What is expected
Copy out every line of the data below that contains the string "fence". Treat the match as case-sensitive.

Data shown

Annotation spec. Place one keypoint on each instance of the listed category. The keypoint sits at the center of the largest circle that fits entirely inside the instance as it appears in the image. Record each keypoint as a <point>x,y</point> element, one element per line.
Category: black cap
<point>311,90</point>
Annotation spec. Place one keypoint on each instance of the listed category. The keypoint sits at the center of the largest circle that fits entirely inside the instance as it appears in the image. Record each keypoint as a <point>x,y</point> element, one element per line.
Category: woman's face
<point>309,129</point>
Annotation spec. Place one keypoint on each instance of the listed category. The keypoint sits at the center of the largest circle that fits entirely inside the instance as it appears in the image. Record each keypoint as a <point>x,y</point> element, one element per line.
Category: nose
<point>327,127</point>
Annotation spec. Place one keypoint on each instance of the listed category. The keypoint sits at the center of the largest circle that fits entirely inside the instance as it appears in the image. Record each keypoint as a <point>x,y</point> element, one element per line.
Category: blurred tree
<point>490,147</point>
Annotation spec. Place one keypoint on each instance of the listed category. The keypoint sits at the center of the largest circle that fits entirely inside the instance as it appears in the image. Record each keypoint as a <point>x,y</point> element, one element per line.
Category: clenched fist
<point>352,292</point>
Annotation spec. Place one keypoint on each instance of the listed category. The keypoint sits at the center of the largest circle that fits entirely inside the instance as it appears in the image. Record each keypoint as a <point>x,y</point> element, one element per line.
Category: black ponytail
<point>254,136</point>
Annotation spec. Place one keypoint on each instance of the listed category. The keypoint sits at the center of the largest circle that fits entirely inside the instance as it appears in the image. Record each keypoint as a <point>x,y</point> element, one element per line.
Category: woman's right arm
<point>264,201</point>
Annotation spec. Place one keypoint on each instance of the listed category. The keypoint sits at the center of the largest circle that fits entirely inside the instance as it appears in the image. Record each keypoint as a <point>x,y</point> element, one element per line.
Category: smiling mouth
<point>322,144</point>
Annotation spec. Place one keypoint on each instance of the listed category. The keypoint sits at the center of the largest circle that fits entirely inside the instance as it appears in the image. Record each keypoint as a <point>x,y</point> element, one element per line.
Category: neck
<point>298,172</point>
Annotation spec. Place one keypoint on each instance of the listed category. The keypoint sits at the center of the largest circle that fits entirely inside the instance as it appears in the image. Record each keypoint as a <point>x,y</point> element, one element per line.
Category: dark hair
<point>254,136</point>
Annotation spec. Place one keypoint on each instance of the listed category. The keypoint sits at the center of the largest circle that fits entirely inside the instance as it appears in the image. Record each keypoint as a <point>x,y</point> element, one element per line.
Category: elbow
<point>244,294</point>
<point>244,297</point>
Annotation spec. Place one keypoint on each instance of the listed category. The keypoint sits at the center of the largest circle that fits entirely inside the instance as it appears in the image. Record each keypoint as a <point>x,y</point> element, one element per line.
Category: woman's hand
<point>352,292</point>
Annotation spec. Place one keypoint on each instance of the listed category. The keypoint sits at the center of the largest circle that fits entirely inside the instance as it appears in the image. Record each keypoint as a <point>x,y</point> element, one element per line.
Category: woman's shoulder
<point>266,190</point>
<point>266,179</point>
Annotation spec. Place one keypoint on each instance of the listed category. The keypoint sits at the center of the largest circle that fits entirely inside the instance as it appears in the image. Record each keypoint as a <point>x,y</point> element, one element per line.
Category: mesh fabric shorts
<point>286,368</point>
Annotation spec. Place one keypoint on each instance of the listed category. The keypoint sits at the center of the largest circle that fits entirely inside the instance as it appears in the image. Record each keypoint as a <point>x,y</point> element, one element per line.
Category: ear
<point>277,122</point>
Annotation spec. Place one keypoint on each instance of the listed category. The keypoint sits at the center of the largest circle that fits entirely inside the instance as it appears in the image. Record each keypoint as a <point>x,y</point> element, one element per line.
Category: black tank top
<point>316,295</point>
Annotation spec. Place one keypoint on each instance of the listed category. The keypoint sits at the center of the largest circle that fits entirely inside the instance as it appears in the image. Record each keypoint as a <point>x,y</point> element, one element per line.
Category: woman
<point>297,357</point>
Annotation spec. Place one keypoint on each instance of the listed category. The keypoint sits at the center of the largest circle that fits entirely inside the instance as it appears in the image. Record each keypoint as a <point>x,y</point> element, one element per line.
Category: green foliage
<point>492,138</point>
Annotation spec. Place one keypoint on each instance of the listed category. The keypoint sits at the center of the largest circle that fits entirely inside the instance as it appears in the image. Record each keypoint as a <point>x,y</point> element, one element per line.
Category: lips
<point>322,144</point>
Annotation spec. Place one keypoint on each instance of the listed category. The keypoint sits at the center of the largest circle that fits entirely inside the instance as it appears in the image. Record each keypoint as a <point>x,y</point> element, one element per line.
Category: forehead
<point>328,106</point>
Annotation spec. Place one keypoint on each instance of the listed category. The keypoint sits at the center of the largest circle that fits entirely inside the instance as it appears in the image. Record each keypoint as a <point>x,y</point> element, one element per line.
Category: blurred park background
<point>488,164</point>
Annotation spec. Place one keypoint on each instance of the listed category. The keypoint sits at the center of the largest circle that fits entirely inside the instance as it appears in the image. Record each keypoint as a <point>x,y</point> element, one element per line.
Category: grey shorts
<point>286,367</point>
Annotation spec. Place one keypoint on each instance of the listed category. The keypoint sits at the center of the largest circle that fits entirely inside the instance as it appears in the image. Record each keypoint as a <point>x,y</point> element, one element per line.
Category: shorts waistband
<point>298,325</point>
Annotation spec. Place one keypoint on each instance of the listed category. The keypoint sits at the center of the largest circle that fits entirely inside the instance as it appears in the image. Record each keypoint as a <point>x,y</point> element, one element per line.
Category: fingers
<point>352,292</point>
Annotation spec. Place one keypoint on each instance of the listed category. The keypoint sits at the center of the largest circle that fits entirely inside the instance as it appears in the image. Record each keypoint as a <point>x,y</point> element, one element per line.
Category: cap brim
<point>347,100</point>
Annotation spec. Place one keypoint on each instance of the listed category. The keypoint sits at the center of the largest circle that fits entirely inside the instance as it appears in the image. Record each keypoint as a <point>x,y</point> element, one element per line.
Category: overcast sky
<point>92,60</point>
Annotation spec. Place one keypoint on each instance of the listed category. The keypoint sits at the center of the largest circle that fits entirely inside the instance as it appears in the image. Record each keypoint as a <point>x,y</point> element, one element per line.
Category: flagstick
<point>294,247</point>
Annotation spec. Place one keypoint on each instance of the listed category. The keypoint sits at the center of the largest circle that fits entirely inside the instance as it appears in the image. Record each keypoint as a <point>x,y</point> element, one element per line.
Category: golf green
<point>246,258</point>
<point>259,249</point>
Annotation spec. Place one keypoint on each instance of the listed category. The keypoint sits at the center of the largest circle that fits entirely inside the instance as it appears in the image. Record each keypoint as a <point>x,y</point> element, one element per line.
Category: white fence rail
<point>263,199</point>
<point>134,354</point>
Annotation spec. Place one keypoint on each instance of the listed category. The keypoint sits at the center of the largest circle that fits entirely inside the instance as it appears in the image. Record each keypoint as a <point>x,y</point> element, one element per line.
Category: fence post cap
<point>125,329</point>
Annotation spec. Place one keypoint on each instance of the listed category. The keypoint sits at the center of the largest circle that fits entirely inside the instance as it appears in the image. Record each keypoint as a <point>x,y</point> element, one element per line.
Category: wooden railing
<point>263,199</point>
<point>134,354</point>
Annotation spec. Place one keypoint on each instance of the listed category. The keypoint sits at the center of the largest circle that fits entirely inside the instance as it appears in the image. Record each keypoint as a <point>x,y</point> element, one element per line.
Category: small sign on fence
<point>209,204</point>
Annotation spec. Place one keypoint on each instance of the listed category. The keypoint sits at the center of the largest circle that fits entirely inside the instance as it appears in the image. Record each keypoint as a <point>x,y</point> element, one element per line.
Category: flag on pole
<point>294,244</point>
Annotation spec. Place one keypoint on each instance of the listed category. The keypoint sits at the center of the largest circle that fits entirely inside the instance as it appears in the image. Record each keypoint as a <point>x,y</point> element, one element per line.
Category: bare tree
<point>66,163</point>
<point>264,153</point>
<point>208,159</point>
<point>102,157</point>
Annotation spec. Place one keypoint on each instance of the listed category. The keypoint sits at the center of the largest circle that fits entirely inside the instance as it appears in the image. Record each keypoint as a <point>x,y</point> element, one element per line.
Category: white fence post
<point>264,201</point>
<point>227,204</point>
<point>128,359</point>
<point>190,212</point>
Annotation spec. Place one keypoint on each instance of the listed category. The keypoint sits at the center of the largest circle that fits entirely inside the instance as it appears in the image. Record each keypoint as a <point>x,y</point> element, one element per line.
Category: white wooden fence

Completed task
Category: white fence rail
Category: fence post cap
Category: small sign on fence
Category: white fence post
Category: white wooden fence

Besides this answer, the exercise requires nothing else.